Norway's first chocolate factory

Carl Kraffts Chocoladefabrik was a chocolate factory in Oslo. The factory was founded by Carl Fredrik August Krafft in 1852 and is regarded as Norway's first chocolate factory. The business started in Østregade (now Karl Johans gate), and in 1867 Krafft built a new factory in Hausmanns gate, which operated until it was closed in 1914.

== History ==

Carl Fredrik August Krafft, born in 1812 in Copenhagen, was a Danish pharmacist who came to Christiania at the age of 24. With an education from the University of Copenhagen, Krafft began his career in Christiania at the Elefantapoteket pharmacy under Professor Maschmann, but after a short time at the pharmacy he decided to start a shop and run his own business.

On 12 December 1837 Krafft advertised the opening of his own business in the newspaper Den Constitutionelle, with a long list of goods on offer, including spirits and liqueurs, perfumes, hair oils, incense, and ink. As early as May the following year he advertised various types of chocolate from the shop in Østregade.

In 1847 Krafft bought the Lehmann building, where he already lived and partly carried on production. Part of the production was eventually moved to the Robsahm building on the corner of Karl Johans gate 15 and Kongens gate, where Krafft continued to expand the business; among other things he introduced asphalt in Norway, with an agency for a German system. At the time asphalt was regarded as an exclusive floor covering, and Krafft supplied it to the Royal Palace and the Trinity Church, among others. Krafft also started match production, probably in the Robsahm building, in 1845, the year after the bank director F. H. Frølich founded the country's first match factory.

■ **Record set**
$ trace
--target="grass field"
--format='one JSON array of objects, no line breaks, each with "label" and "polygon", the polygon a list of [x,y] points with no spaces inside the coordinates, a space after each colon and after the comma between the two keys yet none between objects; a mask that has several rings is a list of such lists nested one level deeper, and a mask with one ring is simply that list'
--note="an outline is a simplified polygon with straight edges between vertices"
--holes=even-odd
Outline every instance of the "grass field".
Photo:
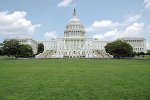
[{"label": "grass field", "polygon": [[150,60],[0,60],[0,100],[150,100]]}]

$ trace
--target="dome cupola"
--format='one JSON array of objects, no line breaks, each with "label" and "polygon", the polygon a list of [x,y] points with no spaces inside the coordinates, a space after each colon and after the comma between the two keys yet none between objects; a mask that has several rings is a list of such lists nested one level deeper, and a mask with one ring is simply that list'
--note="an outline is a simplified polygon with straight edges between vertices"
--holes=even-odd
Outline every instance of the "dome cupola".
[{"label": "dome cupola", "polygon": [[74,9],[73,16],[69,20],[64,32],[64,37],[84,37],[85,31],[81,21],[77,18],[76,9]]}]

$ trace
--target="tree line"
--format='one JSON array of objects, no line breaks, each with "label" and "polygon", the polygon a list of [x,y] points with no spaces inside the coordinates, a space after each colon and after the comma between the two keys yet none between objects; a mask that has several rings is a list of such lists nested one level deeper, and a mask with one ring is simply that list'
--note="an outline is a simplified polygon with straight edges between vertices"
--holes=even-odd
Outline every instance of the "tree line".
[{"label": "tree line", "polygon": [[[134,52],[132,46],[129,43],[124,42],[122,40],[116,40],[111,43],[108,43],[105,46],[105,50],[110,55],[113,55],[114,58],[132,58],[136,55],[138,57],[140,55],[145,55],[144,52]],[[150,51],[148,51],[146,54],[150,55]]]},{"label": "tree line", "polygon": [[[42,43],[38,44],[37,54],[42,53],[44,46]],[[15,39],[5,40],[3,46],[0,48],[0,55],[7,55],[12,58],[29,58],[34,57],[32,47],[28,44],[20,44]]]}]

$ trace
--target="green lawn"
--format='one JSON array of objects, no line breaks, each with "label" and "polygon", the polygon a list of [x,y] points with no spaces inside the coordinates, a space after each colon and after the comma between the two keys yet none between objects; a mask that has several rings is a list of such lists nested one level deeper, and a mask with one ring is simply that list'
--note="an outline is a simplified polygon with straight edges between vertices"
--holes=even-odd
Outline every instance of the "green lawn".
[{"label": "green lawn", "polygon": [[0,100],[150,100],[150,60],[0,60]]}]

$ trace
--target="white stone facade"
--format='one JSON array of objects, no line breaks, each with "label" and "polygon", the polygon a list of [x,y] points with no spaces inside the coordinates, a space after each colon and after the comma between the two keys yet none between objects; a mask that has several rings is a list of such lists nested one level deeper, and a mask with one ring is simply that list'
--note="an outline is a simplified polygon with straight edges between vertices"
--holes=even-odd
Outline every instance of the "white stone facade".
[{"label": "white stone facade", "polygon": [[[85,37],[84,26],[77,18],[74,9],[73,16],[66,25],[63,38],[44,41],[44,52],[37,58],[112,58],[105,52],[105,46],[110,41],[101,41]],[[145,52],[145,39],[122,38],[131,44],[135,52]]]},{"label": "white stone facade", "polygon": [[122,40],[129,43],[134,52],[146,52],[146,40],[144,38],[124,37]]},{"label": "white stone facade", "polygon": [[64,38],[57,38],[50,41],[44,41],[44,52],[53,50],[54,58],[94,58],[94,50],[105,52],[104,46],[109,41],[100,41],[85,37],[84,26],[76,16],[74,10],[73,17],[66,26]]}]

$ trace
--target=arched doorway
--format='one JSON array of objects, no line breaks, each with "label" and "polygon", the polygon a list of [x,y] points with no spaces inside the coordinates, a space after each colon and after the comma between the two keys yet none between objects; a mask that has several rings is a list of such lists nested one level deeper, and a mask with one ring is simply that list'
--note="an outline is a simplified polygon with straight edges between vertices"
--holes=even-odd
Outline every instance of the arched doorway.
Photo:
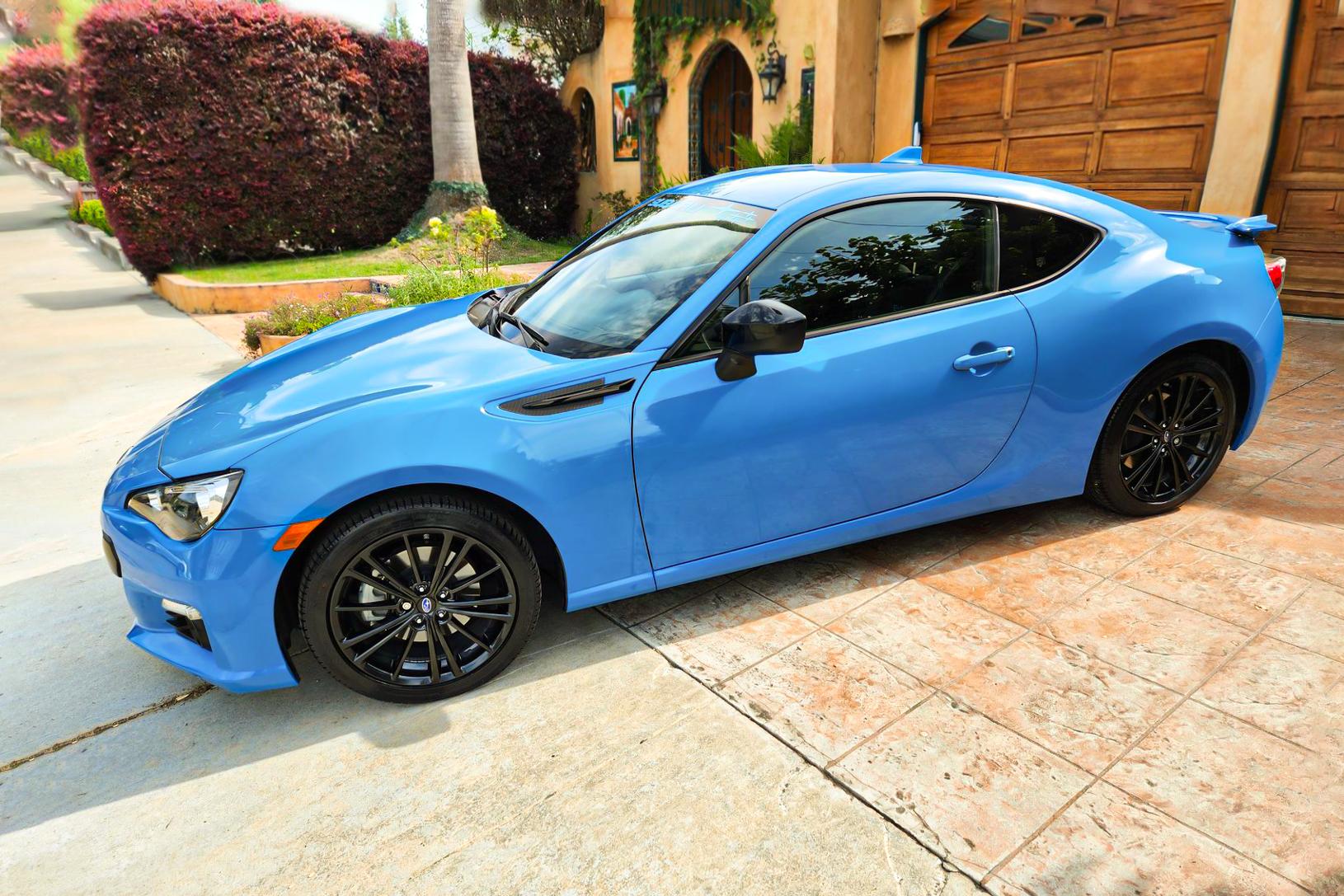
[{"label": "arched doorway", "polygon": [[751,67],[738,48],[720,42],[700,58],[691,79],[692,177],[738,168],[734,134],[751,136]]},{"label": "arched doorway", "polygon": [[578,142],[574,146],[579,171],[597,171],[597,106],[593,94],[579,87],[574,94],[573,111],[578,120]]}]

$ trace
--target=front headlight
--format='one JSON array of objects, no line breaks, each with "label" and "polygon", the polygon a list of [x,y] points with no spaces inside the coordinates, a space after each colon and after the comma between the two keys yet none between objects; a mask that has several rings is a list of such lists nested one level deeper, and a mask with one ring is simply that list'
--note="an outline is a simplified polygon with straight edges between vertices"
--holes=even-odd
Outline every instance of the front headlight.
[{"label": "front headlight", "polygon": [[200,480],[184,480],[136,492],[126,506],[177,541],[199,539],[223,516],[242,481],[242,470],[230,470]]}]

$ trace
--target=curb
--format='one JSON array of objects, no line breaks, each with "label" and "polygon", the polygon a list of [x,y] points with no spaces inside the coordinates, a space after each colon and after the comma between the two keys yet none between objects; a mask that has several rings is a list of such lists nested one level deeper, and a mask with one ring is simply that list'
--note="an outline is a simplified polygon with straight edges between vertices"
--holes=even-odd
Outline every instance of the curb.
[{"label": "curb", "polygon": [[17,146],[11,146],[8,133],[4,133],[4,140],[0,142],[4,144],[0,145],[0,156],[8,159],[19,168],[23,168],[38,180],[46,183],[48,187],[55,187],[66,196],[69,196],[71,201],[79,197],[78,180],[67,176],[65,172],[56,171],[47,163],[39,160],[38,157],[30,156],[23,149],[19,149]]},{"label": "curb", "polygon": [[66,227],[79,239],[85,240],[109,261],[116,262],[122,267],[122,270],[133,271],[130,262],[126,261],[126,253],[121,251],[121,243],[117,242],[116,236],[109,236],[97,227],[90,227],[89,224],[82,224],[77,220],[67,220]]},{"label": "curb", "polygon": [[155,292],[188,314],[265,312],[276,302],[319,302],[341,293],[370,292],[368,277],[290,279],[278,283],[202,283],[181,274],[160,274]]}]

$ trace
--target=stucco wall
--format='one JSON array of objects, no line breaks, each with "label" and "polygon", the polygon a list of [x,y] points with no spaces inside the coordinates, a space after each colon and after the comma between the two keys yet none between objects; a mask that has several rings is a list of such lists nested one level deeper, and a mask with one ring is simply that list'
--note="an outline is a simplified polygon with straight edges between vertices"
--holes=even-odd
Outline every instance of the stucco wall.
[{"label": "stucco wall", "polygon": [[1269,175],[1293,0],[1238,0],[1200,211],[1250,215]]},{"label": "stucco wall", "polygon": [[[582,227],[598,192],[640,192],[638,163],[617,163],[612,152],[612,85],[633,77],[633,0],[606,4],[602,47],[570,69],[562,98],[573,107],[582,87],[597,109],[597,171],[579,176]],[[870,161],[911,142],[917,118],[921,27],[948,7],[948,0],[774,0],[775,32],[753,46],[738,27],[706,30],[683,60],[681,43],[671,42],[665,77],[668,98],[657,122],[657,154],[669,177],[688,172],[691,79],[696,63],[719,42],[742,54],[753,73],[771,36],[788,59],[780,101],[766,103],[753,83],[753,138],[765,138],[790,105],[797,103],[805,67],[816,69],[813,153],[825,161]],[[1238,0],[1223,71],[1222,103],[1202,207],[1251,214],[1267,171],[1275,105],[1284,77],[1292,0]],[[810,58],[809,58],[810,56]],[[597,214],[593,223],[601,223]]]},{"label": "stucco wall", "polygon": [[[844,4],[849,0],[839,0]],[[876,3],[878,0],[859,0],[860,3]],[[773,36],[778,50],[786,58],[785,82],[775,102],[761,99],[759,82],[753,83],[751,102],[751,130],[753,140],[762,141],[771,125],[778,124],[788,114],[790,106],[797,105],[802,95],[804,69],[814,64],[806,59],[808,54],[816,54],[818,74],[833,71],[835,47],[821,48],[817,44],[818,8],[831,8],[831,16],[836,16],[835,5],[837,0],[775,0],[774,8],[778,17],[778,27],[774,32],[762,35],[759,44],[751,43],[751,35],[741,27],[726,27],[718,34],[707,28],[689,47],[689,60],[683,64],[683,44],[679,38],[673,38],[668,47],[668,64],[664,77],[668,82],[668,97],[663,106],[663,114],[657,122],[657,150],[659,163],[668,177],[685,177],[689,163],[689,116],[691,116],[691,78],[696,63],[707,51],[715,51],[720,42],[728,42],[742,54],[753,77],[758,69],[758,56],[765,50]],[[633,0],[609,0],[606,4],[606,34],[602,46],[594,52],[581,56],[570,66],[564,83],[560,86],[560,98],[566,106],[575,107],[574,98],[581,89],[593,94],[593,105],[597,109],[597,171],[579,175],[579,211],[575,226],[582,227],[587,219],[587,211],[594,208],[594,196],[599,192],[613,192],[624,189],[632,199],[640,192],[640,165],[633,161],[614,161],[612,152],[612,85],[629,81],[634,77],[634,20]],[[825,58],[823,59],[823,54]],[[871,83],[871,73],[868,83]],[[818,103],[820,106],[821,103]],[[871,122],[871,113],[868,114]],[[870,124],[871,128],[871,124]],[[871,137],[870,137],[871,140]],[[829,149],[829,146],[828,146]],[[828,159],[833,156],[821,153]],[[602,214],[594,212],[594,223],[601,223]]]}]

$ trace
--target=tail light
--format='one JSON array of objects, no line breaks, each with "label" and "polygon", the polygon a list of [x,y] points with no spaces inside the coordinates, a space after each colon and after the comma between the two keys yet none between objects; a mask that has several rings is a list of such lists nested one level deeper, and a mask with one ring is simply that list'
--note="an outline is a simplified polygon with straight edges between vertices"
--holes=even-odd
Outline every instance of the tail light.
[{"label": "tail light", "polygon": [[1270,255],[1265,259],[1265,273],[1269,282],[1274,283],[1274,292],[1284,292],[1284,275],[1288,273],[1288,259],[1282,255]]}]

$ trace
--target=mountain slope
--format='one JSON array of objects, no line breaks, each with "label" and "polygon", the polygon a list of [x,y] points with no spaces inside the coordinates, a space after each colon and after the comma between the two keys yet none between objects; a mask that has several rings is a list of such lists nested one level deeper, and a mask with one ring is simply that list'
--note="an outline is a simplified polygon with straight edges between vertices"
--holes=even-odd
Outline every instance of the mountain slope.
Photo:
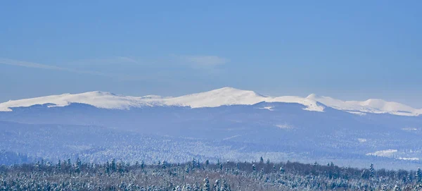
[{"label": "mountain slope", "polygon": [[79,103],[102,109],[129,109],[157,106],[181,106],[191,108],[217,107],[225,105],[251,105],[262,101],[297,103],[305,106],[304,109],[314,111],[324,111],[325,106],[327,106],[338,110],[359,114],[373,113],[418,116],[422,113],[422,109],[416,109],[404,104],[381,99],[344,101],[329,97],[319,97],[315,94],[310,94],[307,97],[295,96],[274,97],[232,87],[223,87],[177,97],[165,97],[156,95],[130,97],[104,92],[89,92],[75,94],[64,94],[1,103],[0,104],[0,111],[11,111],[12,108],[14,107],[27,107],[46,104],[51,104],[50,106],[64,106],[72,103]]}]

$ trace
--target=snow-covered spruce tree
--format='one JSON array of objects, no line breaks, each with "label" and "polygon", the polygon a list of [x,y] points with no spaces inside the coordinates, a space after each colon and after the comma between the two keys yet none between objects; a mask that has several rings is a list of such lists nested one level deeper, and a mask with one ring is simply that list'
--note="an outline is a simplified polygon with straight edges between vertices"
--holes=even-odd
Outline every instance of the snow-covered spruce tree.
[{"label": "snow-covered spruce tree", "polygon": [[422,170],[421,170],[421,168],[418,168],[415,178],[416,178],[417,183],[422,183]]},{"label": "snow-covered spruce tree", "polygon": [[373,164],[371,164],[369,166],[369,177],[374,178],[375,177],[375,168],[373,168]]},{"label": "snow-covered spruce tree", "polygon": [[203,186],[203,191],[211,191],[211,187],[210,186],[210,180],[208,178],[204,179],[204,185]]}]

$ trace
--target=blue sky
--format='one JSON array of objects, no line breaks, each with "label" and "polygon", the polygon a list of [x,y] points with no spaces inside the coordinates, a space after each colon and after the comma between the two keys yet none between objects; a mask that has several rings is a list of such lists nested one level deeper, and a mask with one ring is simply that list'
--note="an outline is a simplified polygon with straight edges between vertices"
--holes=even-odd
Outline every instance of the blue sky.
[{"label": "blue sky", "polygon": [[1,2],[0,101],[230,86],[422,108],[421,1],[121,1]]}]

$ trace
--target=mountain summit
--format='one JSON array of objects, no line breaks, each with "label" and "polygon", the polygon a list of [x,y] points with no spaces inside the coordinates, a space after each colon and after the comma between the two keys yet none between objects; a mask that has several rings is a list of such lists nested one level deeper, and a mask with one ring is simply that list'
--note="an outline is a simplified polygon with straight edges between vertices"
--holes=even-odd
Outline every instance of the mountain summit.
[{"label": "mountain summit", "polygon": [[[14,107],[27,107],[37,104],[52,104],[51,106],[65,106],[72,103],[91,105],[98,108],[129,109],[132,107],[180,106],[191,108],[217,107],[226,105],[251,105],[259,102],[297,103],[306,106],[305,110],[324,111],[324,106],[354,113],[390,113],[400,116],[418,116],[422,109],[382,99],[364,101],[342,101],[314,94],[307,97],[295,96],[267,97],[253,91],[226,87],[208,92],[177,97],[157,95],[130,97],[106,92],[89,92],[82,94],[63,94],[31,99],[9,101],[0,104],[0,111],[11,111]],[[318,104],[318,102],[322,104]]]}]

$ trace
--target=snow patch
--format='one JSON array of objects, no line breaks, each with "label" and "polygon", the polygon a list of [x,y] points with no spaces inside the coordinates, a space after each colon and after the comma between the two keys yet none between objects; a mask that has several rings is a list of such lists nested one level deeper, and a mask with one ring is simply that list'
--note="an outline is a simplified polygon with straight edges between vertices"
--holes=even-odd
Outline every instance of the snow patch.
[{"label": "snow patch", "polygon": [[[253,91],[242,90],[228,87],[177,97],[158,95],[130,97],[98,91],[75,94],[64,94],[15,101],[11,100],[0,104],[0,111],[11,111],[13,107],[26,107],[45,104],[51,104],[54,106],[65,106],[72,103],[80,103],[98,108],[129,109],[132,107],[154,106],[180,106],[191,108],[217,107],[230,105],[252,105],[262,101],[296,103],[304,105],[305,106],[305,110],[320,112],[324,111],[325,105],[357,115],[374,113],[415,116],[422,113],[422,109],[416,109],[404,104],[385,101],[381,99],[371,99],[364,101],[345,101],[329,97],[317,96],[314,94],[307,97],[296,96],[268,97]],[[263,109],[271,110],[270,107],[264,107]]]},{"label": "snow patch", "polygon": [[262,108],[259,108],[259,109],[268,109],[269,111],[274,111],[273,109],[274,106],[264,106],[264,107],[262,107]]},{"label": "snow patch", "polygon": [[358,138],[357,141],[359,141],[359,142],[366,142],[366,139]]},{"label": "snow patch", "polygon": [[390,156],[392,156],[392,155],[396,152],[397,152],[397,150],[396,150],[396,149],[388,149],[388,150],[383,150],[383,151],[378,151],[378,152],[375,152],[368,153],[368,154],[366,154],[366,155],[390,157]]},{"label": "snow patch", "polygon": [[281,129],[293,129],[293,127],[287,123],[284,123],[282,125],[276,125],[276,127],[279,128]]}]

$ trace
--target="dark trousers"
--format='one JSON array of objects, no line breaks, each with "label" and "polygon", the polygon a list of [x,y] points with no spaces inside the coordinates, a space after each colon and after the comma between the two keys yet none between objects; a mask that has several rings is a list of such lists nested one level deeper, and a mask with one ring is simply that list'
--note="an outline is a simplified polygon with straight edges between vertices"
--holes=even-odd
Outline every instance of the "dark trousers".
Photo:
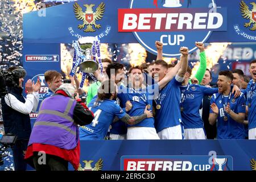
[{"label": "dark trousers", "polygon": [[68,162],[58,156],[46,154],[45,164],[42,164],[43,155],[34,152],[33,163],[36,171],[68,171]]},{"label": "dark trousers", "polygon": [[17,140],[11,147],[15,171],[26,171],[27,169],[27,163],[24,160],[24,157],[28,143],[28,140]]}]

■ **Task**
Answer from the text on Norway's first chocolate factory:
(a) In what year did Krafft build the new factory in Hausmanns gate?
(b) In which newspaper did Krafft advertise the opening of his own business on 12 December 1837?
(c) Which building did Krafft buy in 1847?
The data has no role in this exercise.

■ **Answer space**
(a) 1867
(b) Den Constitutionelle
(c) The Lehmann building